Search the data for "ceiling". Each line containing it is to be copied.

******

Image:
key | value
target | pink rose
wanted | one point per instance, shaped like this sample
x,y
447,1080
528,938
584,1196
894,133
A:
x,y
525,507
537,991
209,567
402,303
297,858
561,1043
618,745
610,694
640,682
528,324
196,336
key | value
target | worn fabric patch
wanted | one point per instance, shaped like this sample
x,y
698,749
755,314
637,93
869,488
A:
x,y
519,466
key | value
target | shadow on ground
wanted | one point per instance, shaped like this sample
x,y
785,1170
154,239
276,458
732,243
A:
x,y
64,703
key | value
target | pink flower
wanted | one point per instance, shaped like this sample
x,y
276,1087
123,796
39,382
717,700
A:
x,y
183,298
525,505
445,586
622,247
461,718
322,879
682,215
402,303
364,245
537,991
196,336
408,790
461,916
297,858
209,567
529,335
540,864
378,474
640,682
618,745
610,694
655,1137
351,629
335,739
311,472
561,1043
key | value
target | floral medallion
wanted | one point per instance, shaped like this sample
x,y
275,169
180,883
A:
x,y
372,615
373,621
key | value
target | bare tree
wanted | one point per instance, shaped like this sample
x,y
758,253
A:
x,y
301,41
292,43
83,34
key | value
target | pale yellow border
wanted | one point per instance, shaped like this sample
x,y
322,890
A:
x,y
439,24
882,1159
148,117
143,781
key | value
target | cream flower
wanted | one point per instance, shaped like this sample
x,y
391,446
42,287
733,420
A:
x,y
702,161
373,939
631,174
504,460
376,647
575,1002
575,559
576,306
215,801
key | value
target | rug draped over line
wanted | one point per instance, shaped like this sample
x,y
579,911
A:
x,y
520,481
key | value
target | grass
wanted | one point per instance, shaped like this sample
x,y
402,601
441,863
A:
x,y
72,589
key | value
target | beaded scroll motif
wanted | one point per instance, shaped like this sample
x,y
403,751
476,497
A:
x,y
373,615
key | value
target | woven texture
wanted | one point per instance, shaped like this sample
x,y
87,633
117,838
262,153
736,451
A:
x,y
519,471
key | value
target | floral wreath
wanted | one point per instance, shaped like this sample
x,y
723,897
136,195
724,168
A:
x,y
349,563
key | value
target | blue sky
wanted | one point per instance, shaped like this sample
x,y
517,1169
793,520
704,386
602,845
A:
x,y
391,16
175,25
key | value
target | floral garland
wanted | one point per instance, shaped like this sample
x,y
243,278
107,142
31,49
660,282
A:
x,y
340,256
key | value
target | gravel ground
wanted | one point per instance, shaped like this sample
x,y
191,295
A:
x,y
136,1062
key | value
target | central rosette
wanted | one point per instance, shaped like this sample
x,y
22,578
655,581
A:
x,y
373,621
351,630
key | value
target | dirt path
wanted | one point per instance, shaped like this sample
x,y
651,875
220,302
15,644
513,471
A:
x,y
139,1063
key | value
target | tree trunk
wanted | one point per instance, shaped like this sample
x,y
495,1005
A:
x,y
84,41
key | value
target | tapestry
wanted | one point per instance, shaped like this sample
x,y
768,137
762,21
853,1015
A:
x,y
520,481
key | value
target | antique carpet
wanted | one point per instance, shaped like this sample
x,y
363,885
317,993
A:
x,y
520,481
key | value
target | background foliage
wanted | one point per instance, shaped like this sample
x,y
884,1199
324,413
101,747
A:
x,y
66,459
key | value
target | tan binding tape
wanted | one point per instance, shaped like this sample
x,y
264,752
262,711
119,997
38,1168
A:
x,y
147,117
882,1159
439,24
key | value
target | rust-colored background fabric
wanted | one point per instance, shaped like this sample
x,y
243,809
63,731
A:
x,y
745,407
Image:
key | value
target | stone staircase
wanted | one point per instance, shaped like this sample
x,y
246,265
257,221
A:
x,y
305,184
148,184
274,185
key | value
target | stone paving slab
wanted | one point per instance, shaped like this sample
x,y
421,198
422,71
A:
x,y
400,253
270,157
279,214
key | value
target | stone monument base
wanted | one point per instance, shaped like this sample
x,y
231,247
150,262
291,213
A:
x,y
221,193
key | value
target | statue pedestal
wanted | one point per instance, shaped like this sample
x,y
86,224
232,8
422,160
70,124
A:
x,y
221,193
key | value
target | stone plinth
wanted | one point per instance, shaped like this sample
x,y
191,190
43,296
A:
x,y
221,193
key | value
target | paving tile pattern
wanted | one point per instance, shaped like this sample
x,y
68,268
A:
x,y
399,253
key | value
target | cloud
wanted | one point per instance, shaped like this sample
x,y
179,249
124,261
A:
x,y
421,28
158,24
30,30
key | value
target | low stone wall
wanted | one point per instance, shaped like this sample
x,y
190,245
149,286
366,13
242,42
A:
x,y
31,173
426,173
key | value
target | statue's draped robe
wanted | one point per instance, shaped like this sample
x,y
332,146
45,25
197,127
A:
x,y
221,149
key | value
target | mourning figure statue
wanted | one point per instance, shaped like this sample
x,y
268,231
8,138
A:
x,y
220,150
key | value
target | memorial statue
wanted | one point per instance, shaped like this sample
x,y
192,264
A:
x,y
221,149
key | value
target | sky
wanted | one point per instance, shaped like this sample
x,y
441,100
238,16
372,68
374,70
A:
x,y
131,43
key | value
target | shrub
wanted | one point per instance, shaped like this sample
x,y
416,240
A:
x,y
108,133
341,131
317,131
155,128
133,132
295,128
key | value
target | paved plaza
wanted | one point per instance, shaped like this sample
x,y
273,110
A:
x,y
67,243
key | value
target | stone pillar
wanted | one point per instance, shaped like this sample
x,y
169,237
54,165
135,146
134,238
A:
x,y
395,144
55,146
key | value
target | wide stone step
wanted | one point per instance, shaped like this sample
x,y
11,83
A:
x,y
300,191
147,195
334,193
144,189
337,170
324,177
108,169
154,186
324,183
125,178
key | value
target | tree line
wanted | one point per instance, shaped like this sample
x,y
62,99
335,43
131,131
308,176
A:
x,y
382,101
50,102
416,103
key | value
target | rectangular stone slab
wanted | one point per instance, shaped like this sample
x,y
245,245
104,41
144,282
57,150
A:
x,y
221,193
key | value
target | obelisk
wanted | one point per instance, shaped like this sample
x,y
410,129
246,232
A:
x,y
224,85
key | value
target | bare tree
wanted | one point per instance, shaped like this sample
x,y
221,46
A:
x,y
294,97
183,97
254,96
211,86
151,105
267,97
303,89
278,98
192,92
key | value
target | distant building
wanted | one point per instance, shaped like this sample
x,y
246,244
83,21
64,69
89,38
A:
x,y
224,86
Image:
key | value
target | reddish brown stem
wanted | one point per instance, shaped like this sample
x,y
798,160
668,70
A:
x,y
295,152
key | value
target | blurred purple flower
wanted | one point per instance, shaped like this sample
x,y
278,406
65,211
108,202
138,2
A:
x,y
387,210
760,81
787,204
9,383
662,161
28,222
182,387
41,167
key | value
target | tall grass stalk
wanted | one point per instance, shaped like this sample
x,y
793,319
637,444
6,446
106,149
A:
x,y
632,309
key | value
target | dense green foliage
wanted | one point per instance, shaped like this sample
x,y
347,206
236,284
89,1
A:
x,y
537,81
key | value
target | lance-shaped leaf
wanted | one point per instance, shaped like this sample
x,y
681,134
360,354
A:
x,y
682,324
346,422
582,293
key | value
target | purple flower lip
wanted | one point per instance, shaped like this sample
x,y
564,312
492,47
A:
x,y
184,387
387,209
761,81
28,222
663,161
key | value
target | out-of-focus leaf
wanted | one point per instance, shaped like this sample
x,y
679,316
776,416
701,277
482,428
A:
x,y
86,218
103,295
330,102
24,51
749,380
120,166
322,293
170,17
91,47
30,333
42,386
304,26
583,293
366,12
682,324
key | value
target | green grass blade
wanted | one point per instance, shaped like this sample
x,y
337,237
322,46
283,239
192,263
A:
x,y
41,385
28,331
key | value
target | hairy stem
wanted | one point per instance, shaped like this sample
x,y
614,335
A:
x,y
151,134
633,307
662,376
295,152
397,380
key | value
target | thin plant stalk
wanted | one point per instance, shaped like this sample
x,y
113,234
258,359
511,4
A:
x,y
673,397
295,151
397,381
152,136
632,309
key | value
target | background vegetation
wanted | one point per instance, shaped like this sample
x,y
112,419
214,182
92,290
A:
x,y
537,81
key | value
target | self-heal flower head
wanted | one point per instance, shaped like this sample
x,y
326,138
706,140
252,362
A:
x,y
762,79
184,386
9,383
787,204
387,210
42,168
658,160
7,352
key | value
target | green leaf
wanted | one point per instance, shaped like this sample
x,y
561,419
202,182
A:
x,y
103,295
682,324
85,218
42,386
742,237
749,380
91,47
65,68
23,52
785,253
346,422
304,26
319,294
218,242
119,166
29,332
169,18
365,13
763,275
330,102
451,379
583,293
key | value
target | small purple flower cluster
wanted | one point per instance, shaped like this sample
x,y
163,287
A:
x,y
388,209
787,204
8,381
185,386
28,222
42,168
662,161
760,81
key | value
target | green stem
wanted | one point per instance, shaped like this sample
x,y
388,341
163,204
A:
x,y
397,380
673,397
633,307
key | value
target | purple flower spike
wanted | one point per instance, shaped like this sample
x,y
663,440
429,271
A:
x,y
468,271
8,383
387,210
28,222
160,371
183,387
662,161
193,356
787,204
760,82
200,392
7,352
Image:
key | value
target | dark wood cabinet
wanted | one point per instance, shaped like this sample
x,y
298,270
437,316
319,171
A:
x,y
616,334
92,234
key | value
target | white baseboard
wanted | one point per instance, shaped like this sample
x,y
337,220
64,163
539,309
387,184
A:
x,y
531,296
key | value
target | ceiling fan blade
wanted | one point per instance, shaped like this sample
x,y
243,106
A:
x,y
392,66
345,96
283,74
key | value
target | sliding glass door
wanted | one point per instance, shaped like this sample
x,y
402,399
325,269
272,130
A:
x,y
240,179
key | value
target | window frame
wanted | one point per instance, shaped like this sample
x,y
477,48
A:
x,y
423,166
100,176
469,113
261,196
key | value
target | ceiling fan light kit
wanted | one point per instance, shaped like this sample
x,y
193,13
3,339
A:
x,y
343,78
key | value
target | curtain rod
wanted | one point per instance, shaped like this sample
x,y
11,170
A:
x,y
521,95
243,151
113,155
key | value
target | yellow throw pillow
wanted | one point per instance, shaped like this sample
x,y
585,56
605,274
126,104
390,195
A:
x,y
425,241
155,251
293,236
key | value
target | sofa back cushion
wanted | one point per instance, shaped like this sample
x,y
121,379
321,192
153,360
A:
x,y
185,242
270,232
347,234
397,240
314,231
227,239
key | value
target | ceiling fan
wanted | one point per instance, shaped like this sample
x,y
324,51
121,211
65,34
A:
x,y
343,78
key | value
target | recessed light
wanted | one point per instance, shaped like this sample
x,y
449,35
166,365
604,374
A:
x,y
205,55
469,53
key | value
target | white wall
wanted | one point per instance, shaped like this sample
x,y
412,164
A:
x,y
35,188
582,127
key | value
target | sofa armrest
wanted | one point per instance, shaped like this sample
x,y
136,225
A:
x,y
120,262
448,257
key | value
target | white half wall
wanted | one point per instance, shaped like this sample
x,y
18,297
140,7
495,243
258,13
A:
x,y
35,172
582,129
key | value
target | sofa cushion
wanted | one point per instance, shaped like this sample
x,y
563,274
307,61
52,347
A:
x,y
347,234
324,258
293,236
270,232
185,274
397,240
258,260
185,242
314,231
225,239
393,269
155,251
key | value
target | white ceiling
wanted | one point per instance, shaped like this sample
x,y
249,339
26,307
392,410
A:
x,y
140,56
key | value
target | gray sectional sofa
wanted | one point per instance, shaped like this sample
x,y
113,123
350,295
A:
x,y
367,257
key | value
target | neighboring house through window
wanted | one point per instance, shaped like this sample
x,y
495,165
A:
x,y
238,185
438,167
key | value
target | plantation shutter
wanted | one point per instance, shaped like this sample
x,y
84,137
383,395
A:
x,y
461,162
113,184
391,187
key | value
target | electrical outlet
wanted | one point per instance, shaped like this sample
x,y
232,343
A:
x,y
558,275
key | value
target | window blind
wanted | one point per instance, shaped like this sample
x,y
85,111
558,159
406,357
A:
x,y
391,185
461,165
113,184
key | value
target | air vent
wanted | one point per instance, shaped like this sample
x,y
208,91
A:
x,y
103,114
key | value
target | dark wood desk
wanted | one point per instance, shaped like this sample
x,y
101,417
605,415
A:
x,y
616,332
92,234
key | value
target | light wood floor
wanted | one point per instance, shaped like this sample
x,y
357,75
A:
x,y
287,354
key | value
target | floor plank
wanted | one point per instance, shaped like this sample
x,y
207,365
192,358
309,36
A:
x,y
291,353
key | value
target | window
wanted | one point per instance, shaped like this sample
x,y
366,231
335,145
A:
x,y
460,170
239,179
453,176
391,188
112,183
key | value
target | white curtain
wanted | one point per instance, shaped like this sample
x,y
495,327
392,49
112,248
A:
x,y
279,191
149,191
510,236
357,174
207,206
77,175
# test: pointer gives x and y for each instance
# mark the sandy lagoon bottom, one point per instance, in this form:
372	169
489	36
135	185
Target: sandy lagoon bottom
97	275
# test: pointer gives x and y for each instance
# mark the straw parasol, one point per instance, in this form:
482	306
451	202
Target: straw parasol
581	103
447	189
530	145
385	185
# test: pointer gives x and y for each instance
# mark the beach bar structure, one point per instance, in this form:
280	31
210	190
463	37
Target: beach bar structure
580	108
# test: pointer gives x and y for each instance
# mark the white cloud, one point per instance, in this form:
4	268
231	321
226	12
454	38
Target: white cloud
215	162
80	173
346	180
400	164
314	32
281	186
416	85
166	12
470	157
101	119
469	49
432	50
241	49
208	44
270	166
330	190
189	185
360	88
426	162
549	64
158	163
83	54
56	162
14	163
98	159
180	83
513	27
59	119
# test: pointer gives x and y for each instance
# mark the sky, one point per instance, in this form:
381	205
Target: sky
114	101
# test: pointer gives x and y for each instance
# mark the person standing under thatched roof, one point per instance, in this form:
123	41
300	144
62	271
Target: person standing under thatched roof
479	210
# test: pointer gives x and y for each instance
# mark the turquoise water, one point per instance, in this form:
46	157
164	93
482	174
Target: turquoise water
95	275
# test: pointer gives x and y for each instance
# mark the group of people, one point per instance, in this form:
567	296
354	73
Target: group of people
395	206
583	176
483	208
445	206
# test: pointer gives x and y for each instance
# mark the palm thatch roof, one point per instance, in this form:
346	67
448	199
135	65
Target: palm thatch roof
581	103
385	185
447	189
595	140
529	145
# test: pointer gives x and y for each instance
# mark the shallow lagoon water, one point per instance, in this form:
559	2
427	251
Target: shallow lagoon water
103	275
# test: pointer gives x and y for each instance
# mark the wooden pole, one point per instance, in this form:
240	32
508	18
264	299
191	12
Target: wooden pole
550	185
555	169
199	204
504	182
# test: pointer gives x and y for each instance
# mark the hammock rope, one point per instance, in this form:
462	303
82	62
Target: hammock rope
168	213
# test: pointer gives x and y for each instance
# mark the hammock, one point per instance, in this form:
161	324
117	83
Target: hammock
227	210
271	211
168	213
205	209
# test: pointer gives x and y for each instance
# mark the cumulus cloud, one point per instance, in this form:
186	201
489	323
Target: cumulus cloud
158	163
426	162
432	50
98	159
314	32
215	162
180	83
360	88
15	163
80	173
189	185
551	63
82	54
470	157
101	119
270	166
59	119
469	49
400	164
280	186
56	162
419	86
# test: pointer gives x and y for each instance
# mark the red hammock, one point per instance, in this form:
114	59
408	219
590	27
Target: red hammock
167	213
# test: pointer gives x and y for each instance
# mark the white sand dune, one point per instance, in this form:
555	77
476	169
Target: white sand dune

******

● **Solution for this exercise**:
target | ceiling fan blade
target | ceiling fan light kit
target | ceiling fan
target | white ceiling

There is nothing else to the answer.